── Information ──

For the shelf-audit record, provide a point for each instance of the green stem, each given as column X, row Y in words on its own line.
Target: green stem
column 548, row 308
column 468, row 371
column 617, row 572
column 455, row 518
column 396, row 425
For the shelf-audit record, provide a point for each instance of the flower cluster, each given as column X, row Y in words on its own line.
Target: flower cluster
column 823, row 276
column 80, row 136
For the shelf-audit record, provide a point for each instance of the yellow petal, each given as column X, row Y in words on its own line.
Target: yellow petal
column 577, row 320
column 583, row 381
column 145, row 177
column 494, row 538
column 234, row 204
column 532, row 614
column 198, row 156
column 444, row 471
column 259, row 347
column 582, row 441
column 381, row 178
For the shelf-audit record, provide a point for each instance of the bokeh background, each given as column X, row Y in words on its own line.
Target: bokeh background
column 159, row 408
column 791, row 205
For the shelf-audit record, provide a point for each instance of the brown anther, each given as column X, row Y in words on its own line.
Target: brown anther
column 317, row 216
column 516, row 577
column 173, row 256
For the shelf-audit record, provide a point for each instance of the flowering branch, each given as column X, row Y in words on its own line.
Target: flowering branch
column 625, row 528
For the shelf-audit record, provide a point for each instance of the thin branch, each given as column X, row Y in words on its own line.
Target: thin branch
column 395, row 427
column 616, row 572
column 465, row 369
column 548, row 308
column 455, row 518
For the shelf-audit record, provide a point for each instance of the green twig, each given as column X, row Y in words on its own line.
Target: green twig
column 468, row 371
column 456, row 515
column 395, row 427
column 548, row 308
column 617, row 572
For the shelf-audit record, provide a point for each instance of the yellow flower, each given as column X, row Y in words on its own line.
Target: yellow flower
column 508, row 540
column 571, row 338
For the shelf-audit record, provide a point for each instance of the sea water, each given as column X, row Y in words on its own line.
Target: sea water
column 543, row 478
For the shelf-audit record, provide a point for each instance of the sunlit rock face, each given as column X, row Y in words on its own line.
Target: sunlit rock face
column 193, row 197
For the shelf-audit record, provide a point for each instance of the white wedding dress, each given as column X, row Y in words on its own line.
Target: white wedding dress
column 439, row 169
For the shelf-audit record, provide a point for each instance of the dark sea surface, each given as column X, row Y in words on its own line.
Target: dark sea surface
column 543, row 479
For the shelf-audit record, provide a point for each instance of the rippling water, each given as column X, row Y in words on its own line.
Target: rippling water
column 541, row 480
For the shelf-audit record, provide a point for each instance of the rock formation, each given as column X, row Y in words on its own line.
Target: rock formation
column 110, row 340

───

• Work item: Word for word, restate the lines from the one holding "of the rock" to the last line of the records.

• Exercise response:
For the shelf-audit record, provide a point for each instance of the rock formation, each given as column X, row Y in words on its own line.
Target: rock formation
column 110, row 340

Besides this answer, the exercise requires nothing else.